When upper respiratory symptoms started plaguing Kelly Bulak around March 2020, she set up a FaceTime appointment with her doctor. After requisite COVID-19 tests came back negative, Kelly said she was prescribed medicine to alleviate the symptoms and felt better for a while — until she didn’t. This cycle of respiratory distress followed by prescription medicines continued until August 2020, when Kelly’s doctors finally determined that she needed her lungs checked. Just one day after attending the farewell dinner for her job — she had enrolled in graduate school at the College of Charleston — that lung scan set Kelly’s personal journey on a slightly different course.
“I had just finished a round of medicine for pneumonia when we did a CT scan,” she remembered. “My last day of work was Aug. 13, 2020, and on Friday, Aug. 14, I had a free day and got the scan done. I was having a good day, saying my goodbyes to clients on the phone, but then Dr. Sam McNulty at MUSC called and said, ‘You have a mass in your chest. We don’t know if it’s cancerous.’”
Interestingly, Kelly had no symptoms other than a cough — no profound weight loss or fatigue. In fact, she was still carrying on with her life as usual. Still, when her physician called her to report the mass in her chest, Kelly immediately suspected it was cancer. Even though her sole symptom was a cough, she could tell it was not the average chest congestion. At that point, she couldn’t laugh without wheezing, and lying down at night triggered a heavy feeling in her chest, like phlegm she could not dislodge.
At the time of the fateful phone call from her doctor, Kelly’s mother was on the way from Columbia, her hometown, for a weekend visit. As an only child of divorced yet still amicable parents, Kelly shares a close relationship with both her mom and dad, and both of them readily supported her from the beginning. Kelly asked her mom to meet her at MUSC, where she’d undergo further tests. She and her mother cried at the news and called Kelly’s father, who made the drive to Charleston the next day.

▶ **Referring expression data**
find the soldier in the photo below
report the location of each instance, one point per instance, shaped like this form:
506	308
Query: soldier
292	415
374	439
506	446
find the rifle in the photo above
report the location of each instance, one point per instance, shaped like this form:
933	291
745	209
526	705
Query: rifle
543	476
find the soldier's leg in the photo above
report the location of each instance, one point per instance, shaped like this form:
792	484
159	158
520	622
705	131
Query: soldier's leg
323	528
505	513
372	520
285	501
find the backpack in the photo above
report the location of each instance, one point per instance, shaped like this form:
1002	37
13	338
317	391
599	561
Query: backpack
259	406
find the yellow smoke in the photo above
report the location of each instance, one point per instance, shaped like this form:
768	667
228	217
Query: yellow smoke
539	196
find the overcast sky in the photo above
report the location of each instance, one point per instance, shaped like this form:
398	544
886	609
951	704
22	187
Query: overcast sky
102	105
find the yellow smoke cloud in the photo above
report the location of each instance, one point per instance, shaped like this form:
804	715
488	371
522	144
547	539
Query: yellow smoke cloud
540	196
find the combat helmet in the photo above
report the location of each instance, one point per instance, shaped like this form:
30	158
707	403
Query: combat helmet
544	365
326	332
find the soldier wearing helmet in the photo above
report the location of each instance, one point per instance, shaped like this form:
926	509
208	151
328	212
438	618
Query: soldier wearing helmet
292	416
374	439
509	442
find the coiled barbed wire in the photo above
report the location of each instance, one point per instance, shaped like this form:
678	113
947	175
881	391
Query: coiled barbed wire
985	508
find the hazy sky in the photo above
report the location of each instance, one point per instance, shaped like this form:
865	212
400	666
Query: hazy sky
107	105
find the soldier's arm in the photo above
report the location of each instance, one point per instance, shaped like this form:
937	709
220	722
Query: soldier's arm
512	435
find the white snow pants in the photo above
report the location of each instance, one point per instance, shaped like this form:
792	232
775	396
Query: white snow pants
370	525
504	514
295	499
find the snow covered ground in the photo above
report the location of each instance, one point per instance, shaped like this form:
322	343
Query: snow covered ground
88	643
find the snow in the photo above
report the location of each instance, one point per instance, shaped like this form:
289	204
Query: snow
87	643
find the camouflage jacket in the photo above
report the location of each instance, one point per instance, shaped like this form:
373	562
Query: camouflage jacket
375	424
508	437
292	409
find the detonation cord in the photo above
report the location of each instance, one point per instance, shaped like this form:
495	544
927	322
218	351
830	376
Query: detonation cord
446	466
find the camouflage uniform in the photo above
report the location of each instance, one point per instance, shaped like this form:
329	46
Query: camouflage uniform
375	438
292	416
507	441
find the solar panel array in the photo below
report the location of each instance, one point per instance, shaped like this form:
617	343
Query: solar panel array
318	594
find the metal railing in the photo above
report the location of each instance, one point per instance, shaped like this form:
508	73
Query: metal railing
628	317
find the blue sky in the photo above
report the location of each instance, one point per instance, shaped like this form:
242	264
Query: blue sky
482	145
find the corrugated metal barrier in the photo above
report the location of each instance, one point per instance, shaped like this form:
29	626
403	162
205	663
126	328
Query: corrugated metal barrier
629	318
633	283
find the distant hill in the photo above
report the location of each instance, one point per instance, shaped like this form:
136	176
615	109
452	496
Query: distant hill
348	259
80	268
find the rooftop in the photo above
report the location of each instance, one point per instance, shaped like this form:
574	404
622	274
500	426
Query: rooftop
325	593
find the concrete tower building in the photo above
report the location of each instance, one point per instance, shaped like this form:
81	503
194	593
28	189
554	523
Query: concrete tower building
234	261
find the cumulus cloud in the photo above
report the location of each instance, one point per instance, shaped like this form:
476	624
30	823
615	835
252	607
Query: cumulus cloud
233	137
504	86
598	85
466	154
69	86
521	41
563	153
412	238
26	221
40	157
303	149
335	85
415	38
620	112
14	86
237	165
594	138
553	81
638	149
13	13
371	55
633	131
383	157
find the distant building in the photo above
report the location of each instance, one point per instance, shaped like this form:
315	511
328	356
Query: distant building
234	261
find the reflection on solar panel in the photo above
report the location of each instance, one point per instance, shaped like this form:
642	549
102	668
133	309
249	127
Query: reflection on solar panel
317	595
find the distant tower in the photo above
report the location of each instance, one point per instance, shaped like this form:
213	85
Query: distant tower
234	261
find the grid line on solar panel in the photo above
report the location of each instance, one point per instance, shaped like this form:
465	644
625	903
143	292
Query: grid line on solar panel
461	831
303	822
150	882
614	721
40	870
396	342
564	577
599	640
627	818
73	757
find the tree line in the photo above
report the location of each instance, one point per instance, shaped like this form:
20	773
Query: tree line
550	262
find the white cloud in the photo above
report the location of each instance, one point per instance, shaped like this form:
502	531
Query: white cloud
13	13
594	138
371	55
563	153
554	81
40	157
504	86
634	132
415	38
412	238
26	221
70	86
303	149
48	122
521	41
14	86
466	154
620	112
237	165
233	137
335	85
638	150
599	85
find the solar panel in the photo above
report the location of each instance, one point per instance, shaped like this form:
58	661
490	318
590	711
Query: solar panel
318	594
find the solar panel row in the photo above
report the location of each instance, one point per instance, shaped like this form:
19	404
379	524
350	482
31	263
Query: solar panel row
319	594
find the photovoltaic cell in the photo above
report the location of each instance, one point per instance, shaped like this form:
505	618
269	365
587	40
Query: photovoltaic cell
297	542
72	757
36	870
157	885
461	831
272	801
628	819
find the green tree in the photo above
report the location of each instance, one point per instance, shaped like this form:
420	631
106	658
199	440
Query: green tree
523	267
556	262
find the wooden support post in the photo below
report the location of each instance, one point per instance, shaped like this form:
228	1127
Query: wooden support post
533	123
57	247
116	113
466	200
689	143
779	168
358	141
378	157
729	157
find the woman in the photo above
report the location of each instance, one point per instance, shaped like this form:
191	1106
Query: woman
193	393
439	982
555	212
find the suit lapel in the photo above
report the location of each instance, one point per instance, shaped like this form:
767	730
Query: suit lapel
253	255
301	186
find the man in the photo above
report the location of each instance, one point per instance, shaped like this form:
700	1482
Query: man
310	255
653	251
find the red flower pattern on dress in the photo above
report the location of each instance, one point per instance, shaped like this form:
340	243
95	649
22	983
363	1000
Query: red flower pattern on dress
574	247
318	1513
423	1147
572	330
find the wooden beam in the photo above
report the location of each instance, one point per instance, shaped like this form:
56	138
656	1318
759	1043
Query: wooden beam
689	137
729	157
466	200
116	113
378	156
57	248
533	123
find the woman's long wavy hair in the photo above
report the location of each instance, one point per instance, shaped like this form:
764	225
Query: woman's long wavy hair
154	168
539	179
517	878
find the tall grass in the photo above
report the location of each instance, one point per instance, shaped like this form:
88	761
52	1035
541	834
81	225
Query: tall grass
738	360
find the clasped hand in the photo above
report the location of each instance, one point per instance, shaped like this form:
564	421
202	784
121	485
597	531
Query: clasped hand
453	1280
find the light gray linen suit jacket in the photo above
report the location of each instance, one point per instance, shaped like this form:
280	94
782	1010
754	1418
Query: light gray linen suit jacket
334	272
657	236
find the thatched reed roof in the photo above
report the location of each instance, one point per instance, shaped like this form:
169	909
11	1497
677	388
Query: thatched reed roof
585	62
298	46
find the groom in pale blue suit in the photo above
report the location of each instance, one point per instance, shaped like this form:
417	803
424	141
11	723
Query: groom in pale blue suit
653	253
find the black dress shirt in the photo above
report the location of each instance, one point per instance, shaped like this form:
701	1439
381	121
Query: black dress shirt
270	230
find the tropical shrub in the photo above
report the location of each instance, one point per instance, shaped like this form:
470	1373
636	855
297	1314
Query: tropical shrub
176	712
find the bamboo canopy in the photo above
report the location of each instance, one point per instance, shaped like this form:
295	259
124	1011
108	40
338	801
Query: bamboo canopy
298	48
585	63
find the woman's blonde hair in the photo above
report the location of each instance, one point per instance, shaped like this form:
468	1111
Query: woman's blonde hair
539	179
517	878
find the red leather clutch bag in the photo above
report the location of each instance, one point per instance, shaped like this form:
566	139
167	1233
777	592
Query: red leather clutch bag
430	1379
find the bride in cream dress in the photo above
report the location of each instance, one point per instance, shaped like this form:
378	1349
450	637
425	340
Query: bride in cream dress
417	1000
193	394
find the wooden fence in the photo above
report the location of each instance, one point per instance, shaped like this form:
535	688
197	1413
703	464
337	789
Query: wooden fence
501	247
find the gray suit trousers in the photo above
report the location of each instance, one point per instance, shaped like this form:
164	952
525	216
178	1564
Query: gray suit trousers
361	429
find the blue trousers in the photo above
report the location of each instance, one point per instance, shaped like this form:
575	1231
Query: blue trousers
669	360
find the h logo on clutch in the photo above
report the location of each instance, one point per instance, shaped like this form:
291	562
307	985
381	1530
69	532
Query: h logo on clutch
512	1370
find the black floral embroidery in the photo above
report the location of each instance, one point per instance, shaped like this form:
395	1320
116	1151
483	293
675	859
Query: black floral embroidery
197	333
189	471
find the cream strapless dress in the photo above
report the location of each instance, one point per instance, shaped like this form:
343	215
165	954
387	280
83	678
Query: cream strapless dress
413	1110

▶ **YOUR OBJECTIVE**
Please name the person who, according to the story of Kelly Bulak's lung scan above, called to tell her she had a mass in her chest.

▶ **TASK RESULT**
Dr. Sam McNulty at MUSC